**** PROVIDED RECORDS

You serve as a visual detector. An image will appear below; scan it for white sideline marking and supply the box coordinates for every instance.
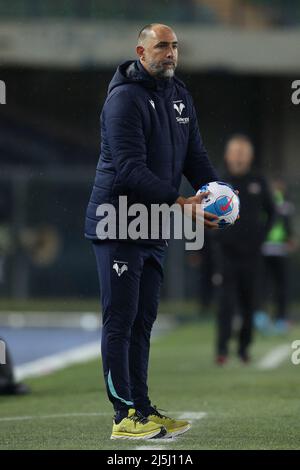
[135,446,165,450]
[257,344,291,370]
[134,411,207,450]
[178,411,207,421]
[0,412,112,422]
[15,341,101,381]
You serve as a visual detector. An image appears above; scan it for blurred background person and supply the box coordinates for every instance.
[254,178,297,334]
[0,184,30,395]
[216,135,274,365]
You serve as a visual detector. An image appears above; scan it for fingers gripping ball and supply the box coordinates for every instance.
[197,181,240,228]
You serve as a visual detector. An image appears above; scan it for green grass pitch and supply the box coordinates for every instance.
[0,323,300,450]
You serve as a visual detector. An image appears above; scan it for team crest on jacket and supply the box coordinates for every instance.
[113,260,128,277]
[173,100,190,124]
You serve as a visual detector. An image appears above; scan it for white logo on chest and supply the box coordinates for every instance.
[113,260,128,277]
[173,103,185,116]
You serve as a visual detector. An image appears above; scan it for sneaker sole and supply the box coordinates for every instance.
[164,424,192,439]
[110,427,167,440]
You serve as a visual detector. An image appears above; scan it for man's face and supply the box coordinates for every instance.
[225,140,253,175]
[137,27,178,78]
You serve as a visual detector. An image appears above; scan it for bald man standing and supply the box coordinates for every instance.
[85,24,218,439]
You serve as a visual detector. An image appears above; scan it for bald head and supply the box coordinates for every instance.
[136,23,178,78]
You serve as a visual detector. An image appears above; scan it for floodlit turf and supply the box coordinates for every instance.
[0,323,300,450]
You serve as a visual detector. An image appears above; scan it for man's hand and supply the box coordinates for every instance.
[175,191,219,230]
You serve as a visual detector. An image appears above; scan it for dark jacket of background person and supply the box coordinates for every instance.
[85,61,218,239]
[218,172,274,256]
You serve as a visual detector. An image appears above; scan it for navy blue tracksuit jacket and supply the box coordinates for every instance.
[85,61,218,239]
[85,61,218,419]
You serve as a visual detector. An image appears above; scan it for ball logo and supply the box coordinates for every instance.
[215,196,233,215]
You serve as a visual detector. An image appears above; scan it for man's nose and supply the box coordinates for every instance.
[167,47,174,59]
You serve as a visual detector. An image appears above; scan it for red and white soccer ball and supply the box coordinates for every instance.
[197,181,240,228]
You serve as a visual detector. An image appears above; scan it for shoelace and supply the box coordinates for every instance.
[129,411,149,424]
[151,406,169,419]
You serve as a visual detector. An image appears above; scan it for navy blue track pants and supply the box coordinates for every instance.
[93,241,166,413]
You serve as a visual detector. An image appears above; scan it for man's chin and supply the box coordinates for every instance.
[156,68,175,78]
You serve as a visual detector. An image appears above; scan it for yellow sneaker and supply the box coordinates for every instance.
[110,408,167,439]
[147,406,191,437]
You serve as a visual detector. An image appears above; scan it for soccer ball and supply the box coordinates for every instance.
[197,181,240,228]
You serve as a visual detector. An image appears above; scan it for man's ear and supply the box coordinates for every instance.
[136,46,145,60]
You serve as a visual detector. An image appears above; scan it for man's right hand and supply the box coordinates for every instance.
[175,191,219,230]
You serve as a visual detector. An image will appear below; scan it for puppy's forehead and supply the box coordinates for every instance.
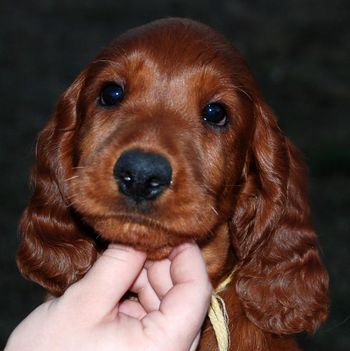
[100,19,234,74]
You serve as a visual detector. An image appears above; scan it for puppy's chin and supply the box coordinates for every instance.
[85,217,194,260]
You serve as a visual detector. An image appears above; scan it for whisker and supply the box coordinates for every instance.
[210,206,219,216]
[64,175,79,182]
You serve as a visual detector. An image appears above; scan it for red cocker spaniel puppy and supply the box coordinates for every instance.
[18,19,328,351]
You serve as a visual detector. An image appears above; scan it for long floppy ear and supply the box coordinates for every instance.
[232,100,328,334]
[17,76,96,296]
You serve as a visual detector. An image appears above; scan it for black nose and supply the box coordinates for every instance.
[114,150,172,202]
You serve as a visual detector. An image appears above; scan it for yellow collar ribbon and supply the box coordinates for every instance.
[208,270,235,351]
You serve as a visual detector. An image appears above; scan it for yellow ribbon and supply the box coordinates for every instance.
[208,270,235,351]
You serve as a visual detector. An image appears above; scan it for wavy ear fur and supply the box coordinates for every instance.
[17,76,96,296]
[232,100,328,334]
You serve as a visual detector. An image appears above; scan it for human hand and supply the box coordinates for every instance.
[5,244,212,351]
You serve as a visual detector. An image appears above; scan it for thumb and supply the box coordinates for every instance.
[75,244,146,313]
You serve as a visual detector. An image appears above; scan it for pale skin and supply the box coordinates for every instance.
[5,243,212,351]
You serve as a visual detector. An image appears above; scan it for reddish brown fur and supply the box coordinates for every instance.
[18,19,328,351]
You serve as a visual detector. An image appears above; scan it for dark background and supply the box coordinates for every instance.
[0,0,350,351]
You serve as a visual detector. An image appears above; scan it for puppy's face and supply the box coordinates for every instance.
[68,20,254,258]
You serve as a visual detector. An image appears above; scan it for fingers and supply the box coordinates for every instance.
[143,244,212,343]
[118,300,147,320]
[146,258,174,299]
[130,269,161,312]
[68,244,146,315]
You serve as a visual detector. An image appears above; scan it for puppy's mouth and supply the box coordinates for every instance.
[85,213,200,260]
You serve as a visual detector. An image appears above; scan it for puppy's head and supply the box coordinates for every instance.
[18,19,327,333]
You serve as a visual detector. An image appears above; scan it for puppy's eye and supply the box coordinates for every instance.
[202,102,227,127]
[99,84,124,106]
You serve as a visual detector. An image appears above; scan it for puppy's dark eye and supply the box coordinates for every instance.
[202,102,227,127]
[99,83,124,106]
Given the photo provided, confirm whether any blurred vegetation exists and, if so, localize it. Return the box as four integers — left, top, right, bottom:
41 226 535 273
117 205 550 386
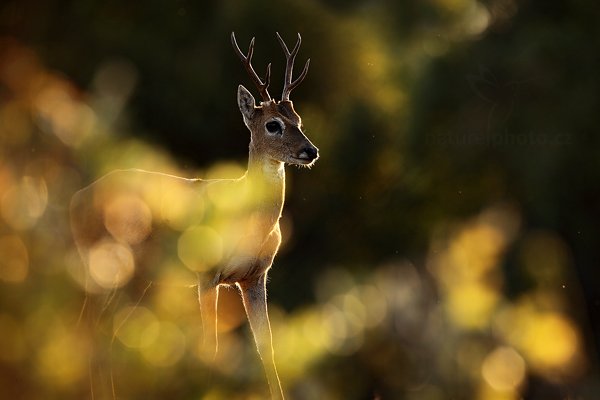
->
0 0 600 400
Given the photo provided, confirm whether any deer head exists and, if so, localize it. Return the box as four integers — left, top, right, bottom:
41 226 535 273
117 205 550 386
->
231 32 319 166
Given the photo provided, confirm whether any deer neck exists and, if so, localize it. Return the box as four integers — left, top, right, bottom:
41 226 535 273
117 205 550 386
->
246 142 285 222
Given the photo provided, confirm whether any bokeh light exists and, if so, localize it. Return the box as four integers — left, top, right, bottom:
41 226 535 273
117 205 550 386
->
0 0 600 400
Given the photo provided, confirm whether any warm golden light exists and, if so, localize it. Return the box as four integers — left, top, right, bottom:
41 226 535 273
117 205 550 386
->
0 176 48 230
104 195 152 245
177 226 223 272
88 240 135 289
481 347 526 391
0 235 29 283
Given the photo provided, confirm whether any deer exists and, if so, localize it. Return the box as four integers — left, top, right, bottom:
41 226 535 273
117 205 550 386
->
70 32 319 399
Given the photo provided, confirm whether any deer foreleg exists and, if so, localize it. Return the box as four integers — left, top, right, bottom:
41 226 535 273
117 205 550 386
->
198 277 219 362
238 273 283 399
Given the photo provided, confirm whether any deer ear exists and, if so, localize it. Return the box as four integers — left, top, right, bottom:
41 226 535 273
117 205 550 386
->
238 85 256 121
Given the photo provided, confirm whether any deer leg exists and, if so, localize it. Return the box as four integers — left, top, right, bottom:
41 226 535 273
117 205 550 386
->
198 277 219 362
238 273 283 399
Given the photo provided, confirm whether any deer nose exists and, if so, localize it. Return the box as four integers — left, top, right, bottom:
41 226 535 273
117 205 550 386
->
300 146 319 161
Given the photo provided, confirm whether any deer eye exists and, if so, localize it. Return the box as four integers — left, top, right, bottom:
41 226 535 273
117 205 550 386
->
265 121 283 134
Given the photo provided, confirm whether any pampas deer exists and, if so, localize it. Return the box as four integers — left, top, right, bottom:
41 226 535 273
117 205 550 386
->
71 33 318 399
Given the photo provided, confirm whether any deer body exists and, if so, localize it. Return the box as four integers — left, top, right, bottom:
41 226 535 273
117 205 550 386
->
71 34 318 399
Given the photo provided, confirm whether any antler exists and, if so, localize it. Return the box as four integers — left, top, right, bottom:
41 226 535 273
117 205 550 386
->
231 32 272 101
277 32 310 101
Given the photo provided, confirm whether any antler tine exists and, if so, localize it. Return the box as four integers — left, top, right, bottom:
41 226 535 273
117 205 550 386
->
276 32 310 101
231 32 271 101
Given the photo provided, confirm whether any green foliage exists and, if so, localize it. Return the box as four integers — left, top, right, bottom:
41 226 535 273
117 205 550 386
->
0 0 600 400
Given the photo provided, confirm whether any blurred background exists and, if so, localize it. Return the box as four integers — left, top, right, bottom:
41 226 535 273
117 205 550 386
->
0 0 600 400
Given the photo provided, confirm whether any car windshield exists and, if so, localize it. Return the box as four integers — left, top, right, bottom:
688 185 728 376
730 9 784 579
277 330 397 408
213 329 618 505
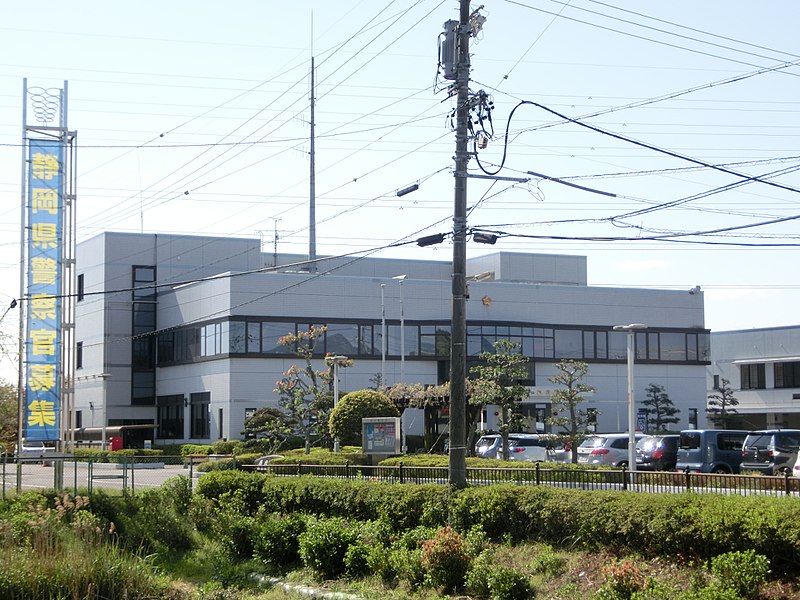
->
680 433 700 450
476 437 497 448
580 437 606 448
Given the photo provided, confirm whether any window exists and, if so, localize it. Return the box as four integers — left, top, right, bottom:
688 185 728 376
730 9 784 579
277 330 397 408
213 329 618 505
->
156 394 184 440
661 332 686 361
739 363 767 390
555 329 583 359
775 362 800 388
189 392 211 439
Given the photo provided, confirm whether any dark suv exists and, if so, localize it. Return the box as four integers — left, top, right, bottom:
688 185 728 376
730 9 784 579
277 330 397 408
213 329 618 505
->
636 433 681 471
742 429 800 475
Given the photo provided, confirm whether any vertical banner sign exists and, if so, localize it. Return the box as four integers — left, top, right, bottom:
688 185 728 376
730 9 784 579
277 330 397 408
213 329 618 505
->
23 140 64 440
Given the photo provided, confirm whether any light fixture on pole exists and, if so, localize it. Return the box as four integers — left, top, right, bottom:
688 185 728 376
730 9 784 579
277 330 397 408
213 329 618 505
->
614 323 647 472
325 355 350 452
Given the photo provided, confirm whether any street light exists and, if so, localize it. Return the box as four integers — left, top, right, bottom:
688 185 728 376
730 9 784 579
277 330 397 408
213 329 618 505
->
325 355 350 452
614 323 647 472
392 275 408 453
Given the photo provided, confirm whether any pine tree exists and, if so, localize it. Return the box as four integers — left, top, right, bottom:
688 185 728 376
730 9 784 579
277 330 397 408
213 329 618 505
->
707 379 739 429
642 383 681 433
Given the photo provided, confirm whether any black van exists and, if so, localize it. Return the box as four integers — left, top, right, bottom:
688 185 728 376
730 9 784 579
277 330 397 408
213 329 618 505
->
675 429 748 473
742 429 800 475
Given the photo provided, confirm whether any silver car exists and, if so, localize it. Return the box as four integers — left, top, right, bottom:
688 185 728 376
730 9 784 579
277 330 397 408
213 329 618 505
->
578 433 644 467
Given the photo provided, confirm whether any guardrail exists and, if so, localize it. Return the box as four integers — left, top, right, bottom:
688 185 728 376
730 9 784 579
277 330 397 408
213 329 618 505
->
245 462 800 495
0 454 800 498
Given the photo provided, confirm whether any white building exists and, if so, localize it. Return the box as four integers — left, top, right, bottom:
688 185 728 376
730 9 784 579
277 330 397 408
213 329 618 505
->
75 233 709 443
709 325 800 429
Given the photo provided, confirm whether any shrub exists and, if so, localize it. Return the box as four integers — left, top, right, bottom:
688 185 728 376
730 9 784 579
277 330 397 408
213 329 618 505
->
597 560 645 600
420 527 470 592
299 518 357 579
530 544 567 577
211 440 242 454
328 390 400 444
253 513 306 568
710 550 769 598
489 565 534 600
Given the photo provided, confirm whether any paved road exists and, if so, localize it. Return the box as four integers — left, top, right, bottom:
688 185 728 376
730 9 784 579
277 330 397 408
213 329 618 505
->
0 461 197 495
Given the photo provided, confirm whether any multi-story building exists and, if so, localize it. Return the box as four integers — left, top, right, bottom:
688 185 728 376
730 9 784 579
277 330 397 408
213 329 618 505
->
75 233 709 443
708 325 800 429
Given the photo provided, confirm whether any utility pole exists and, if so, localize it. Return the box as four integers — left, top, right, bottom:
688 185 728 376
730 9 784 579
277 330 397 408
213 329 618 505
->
448 0 470 489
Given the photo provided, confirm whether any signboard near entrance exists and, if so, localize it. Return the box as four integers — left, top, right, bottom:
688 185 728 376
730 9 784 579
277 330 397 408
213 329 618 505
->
361 417 400 454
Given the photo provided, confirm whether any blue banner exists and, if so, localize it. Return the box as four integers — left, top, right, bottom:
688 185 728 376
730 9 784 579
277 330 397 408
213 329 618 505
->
23 140 64 440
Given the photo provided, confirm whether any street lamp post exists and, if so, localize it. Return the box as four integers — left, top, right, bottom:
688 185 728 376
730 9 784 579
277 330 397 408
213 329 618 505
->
381 283 386 387
327 356 350 452
392 275 408 453
614 323 647 472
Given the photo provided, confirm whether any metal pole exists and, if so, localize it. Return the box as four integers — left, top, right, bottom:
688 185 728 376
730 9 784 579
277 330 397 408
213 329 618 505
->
628 329 636 473
614 323 647 482
381 283 386 387
448 0 470 488
333 357 339 452
400 279 406 383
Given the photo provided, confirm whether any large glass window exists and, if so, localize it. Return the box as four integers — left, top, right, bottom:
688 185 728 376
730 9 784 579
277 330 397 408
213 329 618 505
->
555 329 583 359
739 363 767 390
189 392 211 440
775 362 800 388
156 394 183 440
661 331 686 361
261 321 294 354
325 323 359 356
608 331 628 360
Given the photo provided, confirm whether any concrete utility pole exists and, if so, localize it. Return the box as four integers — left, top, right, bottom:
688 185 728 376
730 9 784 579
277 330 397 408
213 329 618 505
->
448 0 470 488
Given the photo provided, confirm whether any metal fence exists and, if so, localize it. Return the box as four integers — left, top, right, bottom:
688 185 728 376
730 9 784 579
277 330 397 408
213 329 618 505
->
252 463 800 496
0 454 199 499
6 455 800 498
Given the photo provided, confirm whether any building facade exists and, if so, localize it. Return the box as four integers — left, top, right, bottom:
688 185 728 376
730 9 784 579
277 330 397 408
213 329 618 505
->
708 325 800 429
75 233 710 443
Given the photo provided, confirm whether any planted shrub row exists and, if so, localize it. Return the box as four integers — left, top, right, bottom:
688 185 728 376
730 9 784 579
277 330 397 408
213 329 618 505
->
196 471 800 574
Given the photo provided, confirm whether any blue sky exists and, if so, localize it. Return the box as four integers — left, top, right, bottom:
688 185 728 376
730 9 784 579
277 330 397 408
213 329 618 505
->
0 0 800 372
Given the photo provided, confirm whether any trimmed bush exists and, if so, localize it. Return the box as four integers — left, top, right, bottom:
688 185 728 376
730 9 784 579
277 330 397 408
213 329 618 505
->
420 527 470 592
253 513 306 568
710 550 769 598
298 518 358 579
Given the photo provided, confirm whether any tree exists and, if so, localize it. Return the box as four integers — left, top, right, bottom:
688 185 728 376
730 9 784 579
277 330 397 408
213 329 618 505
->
242 406 294 454
642 383 681 433
545 360 599 463
0 379 18 452
274 325 352 453
470 340 530 460
328 390 400 445
706 379 739 429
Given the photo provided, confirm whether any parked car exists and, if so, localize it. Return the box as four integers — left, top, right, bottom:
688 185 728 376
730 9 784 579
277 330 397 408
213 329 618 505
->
16 439 56 458
578 433 644 467
741 429 800 475
636 433 680 471
675 429 748 473
475 433 559 462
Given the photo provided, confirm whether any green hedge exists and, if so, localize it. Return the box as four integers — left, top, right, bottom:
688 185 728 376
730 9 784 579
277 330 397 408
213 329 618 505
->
192 471 800 574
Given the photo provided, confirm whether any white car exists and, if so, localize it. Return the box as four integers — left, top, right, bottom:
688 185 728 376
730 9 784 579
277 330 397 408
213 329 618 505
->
578 432 644 467
475 433 563 462
17 439 56 458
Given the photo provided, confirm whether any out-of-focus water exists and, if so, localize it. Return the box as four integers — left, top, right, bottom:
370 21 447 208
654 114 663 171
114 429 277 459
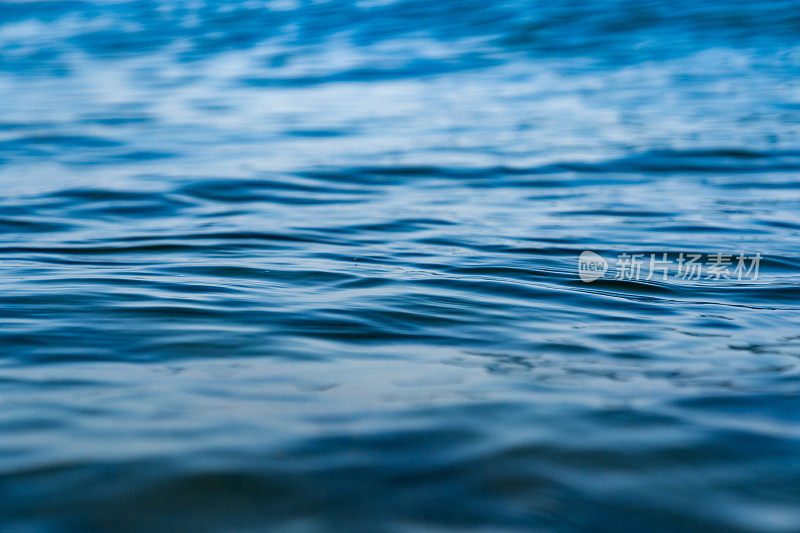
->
0 0 800 532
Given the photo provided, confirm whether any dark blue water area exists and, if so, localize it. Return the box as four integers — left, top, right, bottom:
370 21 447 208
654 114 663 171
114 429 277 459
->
0 0 800 533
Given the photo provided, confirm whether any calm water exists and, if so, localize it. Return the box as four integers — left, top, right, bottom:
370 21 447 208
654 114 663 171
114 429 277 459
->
0 0 800 532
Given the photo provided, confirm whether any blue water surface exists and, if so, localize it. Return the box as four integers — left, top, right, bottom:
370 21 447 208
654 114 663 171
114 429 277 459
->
0 0 800 533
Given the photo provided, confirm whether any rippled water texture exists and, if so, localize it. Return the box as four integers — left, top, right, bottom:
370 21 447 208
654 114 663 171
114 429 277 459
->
0 0 800 532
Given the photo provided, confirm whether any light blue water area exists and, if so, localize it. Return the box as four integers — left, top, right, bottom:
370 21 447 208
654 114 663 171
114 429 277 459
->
0 0 800 532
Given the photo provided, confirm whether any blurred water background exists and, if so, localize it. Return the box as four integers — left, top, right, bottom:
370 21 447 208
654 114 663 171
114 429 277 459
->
0 0 800 532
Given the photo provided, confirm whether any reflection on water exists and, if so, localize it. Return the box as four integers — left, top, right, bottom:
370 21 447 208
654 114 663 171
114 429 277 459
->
0 0 800 532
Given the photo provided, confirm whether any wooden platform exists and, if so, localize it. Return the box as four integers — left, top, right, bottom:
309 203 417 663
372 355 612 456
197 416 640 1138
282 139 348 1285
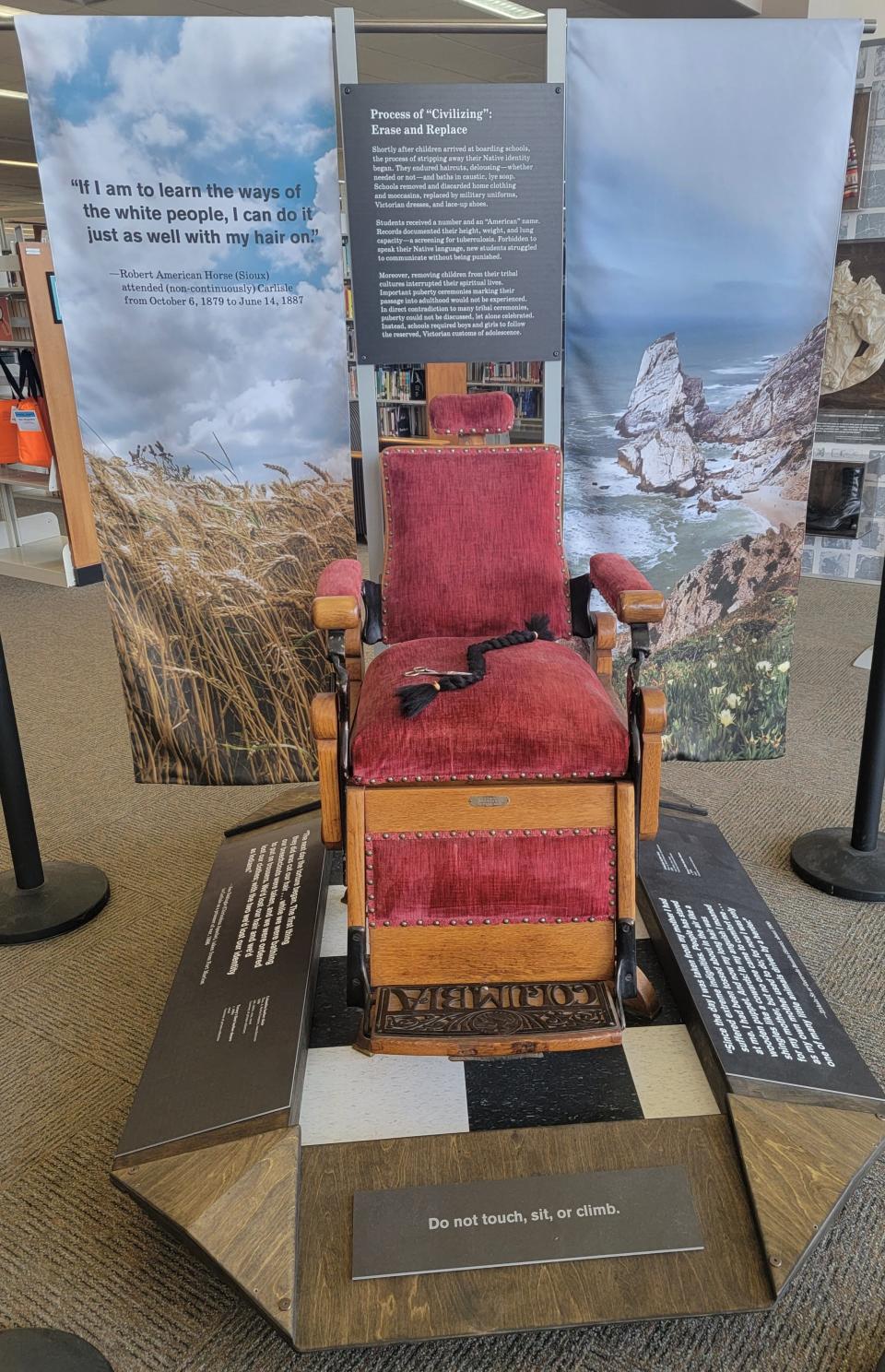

********

* _TASK TO CARRY OUT_: Reproduce the lines from the line containing "Given the photo provided, confirm whether any paved" through the line containing "0 461 197 495", inclusive, keeping the requests intact. Scale every bounding-box coordinate in the answers by 0.8 and round each to a whole number, with halves rounded up; numbers in the requests stay unchanged.

* _CORRECT RESULT_:
Given the photo provided, confirm whether any paved road exists and, if so, localize it. Return the box as four integers — left, top, right, bottom:
688 185 728 376
730 9 784 579
277 330 397 408
213 329 618 505
->
0 369 158 396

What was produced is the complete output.